— What this task involves —
Nothing other than the lines from the one containing "of the double" through the close of the entries below should be printed, each exactly.

— Provided information —

## Begin

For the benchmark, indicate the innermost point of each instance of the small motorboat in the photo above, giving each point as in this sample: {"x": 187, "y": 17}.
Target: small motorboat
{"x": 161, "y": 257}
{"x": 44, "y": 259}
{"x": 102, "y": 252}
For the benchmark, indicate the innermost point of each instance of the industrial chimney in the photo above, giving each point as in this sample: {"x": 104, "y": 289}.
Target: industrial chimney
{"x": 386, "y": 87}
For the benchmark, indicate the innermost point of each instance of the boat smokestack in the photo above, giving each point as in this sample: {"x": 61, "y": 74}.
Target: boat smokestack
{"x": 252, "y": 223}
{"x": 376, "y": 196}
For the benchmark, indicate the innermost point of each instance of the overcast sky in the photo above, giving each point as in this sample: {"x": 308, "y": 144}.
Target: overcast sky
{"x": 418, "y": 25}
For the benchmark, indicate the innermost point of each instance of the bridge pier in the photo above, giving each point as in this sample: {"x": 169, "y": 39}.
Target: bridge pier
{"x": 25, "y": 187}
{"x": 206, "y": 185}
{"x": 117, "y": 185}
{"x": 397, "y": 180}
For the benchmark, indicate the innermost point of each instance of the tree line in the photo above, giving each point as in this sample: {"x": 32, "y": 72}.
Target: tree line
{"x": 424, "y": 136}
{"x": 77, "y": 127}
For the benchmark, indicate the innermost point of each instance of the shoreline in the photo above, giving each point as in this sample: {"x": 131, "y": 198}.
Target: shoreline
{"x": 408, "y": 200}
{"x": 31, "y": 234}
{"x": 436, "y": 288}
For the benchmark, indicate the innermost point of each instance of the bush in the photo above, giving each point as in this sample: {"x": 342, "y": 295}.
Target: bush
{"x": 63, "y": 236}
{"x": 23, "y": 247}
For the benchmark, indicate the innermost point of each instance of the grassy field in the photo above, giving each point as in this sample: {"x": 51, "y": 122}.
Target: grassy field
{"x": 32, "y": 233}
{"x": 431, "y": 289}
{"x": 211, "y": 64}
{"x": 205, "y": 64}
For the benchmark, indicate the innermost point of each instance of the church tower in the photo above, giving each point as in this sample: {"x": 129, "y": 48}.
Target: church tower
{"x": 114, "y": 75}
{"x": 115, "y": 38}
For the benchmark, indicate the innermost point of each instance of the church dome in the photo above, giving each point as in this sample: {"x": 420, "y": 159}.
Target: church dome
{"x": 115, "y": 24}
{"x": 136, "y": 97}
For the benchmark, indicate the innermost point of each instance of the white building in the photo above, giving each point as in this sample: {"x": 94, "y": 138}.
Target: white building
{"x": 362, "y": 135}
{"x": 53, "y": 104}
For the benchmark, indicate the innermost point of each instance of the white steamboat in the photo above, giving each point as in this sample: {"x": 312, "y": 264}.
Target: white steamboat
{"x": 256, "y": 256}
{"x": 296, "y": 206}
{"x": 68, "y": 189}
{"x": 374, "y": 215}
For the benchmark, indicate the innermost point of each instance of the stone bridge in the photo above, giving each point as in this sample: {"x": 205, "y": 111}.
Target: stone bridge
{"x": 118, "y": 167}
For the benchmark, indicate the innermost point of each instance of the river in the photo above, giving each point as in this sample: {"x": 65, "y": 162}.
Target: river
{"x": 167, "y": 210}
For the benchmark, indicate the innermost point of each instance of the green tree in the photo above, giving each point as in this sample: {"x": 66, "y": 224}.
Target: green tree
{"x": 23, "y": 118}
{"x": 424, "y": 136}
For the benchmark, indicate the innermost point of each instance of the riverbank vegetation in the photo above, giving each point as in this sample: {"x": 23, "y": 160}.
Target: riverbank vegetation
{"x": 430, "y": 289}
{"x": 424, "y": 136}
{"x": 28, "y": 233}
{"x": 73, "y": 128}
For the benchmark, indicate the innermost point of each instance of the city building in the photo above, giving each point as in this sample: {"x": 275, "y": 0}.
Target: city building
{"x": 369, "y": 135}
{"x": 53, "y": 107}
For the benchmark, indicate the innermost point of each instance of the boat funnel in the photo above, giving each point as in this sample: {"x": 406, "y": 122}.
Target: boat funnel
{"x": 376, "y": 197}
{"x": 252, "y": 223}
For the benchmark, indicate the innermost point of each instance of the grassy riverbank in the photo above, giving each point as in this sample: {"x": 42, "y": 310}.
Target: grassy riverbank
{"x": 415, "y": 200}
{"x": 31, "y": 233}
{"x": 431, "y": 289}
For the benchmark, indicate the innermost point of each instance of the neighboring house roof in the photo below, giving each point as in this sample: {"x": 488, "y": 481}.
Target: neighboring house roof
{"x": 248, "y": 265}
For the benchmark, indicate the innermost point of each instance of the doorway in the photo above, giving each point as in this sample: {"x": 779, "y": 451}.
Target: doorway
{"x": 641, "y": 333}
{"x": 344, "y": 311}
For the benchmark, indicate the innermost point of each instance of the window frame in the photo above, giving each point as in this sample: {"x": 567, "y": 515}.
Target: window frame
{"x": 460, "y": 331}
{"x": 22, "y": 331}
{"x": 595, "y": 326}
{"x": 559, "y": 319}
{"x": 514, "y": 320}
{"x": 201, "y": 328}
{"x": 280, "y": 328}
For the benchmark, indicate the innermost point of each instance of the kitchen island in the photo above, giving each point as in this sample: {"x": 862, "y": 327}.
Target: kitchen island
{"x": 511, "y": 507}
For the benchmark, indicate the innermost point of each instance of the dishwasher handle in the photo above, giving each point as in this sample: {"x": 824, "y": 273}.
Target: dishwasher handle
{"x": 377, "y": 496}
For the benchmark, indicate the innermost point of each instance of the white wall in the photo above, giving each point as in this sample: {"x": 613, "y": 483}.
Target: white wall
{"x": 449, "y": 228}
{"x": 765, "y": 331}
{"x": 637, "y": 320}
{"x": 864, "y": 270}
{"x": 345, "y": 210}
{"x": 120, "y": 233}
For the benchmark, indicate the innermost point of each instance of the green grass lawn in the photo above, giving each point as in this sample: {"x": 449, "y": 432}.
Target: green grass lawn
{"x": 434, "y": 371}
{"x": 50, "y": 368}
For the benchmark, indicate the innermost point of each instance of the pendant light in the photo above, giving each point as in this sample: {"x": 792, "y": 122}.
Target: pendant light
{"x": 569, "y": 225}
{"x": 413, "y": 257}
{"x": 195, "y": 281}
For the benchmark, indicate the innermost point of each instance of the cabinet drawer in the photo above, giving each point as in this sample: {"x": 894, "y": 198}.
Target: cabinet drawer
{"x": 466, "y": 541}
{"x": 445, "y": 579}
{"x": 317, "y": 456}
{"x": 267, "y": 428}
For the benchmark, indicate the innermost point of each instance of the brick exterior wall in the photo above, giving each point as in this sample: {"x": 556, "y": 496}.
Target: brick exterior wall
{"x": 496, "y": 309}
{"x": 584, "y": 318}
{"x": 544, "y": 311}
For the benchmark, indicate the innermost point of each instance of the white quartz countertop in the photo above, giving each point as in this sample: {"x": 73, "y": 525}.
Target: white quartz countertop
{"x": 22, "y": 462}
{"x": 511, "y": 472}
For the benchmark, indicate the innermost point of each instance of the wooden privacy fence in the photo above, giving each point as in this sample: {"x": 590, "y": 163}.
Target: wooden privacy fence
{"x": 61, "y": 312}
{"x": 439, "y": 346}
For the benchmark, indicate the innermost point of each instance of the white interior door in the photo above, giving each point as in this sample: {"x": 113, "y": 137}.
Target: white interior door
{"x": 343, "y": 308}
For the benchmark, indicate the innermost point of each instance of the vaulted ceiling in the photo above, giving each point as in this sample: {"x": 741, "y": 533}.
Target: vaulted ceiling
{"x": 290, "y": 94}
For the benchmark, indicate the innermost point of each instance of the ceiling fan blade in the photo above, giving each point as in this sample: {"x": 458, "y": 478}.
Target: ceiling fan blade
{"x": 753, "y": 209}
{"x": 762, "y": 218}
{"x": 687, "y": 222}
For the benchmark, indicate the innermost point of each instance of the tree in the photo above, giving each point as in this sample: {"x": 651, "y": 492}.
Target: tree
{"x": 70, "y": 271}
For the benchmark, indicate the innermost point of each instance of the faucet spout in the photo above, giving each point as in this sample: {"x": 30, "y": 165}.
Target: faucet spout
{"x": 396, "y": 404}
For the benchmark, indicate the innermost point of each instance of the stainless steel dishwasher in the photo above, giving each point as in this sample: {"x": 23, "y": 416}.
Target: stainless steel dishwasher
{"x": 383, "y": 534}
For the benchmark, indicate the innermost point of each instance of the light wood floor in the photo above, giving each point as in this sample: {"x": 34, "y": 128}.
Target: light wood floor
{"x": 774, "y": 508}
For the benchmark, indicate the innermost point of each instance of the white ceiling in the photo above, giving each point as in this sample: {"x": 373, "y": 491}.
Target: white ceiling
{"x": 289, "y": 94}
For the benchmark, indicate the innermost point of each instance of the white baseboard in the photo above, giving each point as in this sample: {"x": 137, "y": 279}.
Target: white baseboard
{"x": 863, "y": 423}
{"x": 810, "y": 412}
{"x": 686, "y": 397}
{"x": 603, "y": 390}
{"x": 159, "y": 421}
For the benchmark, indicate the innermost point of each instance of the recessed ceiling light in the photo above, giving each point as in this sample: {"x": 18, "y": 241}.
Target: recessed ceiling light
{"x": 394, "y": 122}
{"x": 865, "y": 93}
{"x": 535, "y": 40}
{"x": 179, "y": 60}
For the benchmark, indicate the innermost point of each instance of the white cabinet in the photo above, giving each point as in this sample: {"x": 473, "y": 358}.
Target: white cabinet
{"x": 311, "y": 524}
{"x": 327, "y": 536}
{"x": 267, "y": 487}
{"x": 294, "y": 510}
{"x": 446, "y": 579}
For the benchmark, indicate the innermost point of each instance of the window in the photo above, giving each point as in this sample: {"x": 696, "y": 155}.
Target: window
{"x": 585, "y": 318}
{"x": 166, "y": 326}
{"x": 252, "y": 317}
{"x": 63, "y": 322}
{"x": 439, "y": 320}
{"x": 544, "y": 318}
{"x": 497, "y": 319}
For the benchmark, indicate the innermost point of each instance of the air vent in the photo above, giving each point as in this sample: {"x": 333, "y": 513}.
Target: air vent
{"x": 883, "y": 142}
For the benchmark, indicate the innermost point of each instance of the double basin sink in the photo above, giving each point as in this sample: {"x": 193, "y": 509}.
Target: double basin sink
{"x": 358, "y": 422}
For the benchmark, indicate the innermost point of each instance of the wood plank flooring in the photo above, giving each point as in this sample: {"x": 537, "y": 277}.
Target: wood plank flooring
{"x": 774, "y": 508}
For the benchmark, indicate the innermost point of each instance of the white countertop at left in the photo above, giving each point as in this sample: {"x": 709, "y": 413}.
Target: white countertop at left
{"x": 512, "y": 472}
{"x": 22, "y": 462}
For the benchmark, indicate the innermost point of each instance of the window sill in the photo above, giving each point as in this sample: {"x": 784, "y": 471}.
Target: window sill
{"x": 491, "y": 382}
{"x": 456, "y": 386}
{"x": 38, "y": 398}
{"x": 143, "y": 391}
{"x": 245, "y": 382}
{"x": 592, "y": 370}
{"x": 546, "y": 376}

## End

— Answer to this task —
For the benchmark, indicate the innermost point of each instance of the double basin sink in the photo above, giving each point as in this sample: {"x": 193, "y": 509}.
Target: double basin sink
{"x": 358, "y": 422}
For the benchmark, indicate the innermost point of each instance of the wood plank flooring in the photo above, giving each point as in this sample: {"x": 537, "y": 277}.
Target: wood plank flooring
{"x": 774, "y": 508}
For the benchmark, indicate the innermost point of each instance of the white countertop at left in the photo above, giving each point as in this sample: {"x": 709, "y": 413}.
Target: white countertop at left
{"x": 512, "y": 472}
{"x": 22, "y": 462}
For the benchmark, indicate the innermost point of each instance of the window sill in the photo above, giving each point as in this sample: {"x": 784, "y": 471}.
Target: window sill
{"x": 491, "y": 382}
{"x": 456, "y": 386}
{"x": 38, "y": 398}
{"x": 143, "y": 391}
{"x": 245, "y": 382}
{"x": 592, "y": 370}
{"x": 546, "y": 376}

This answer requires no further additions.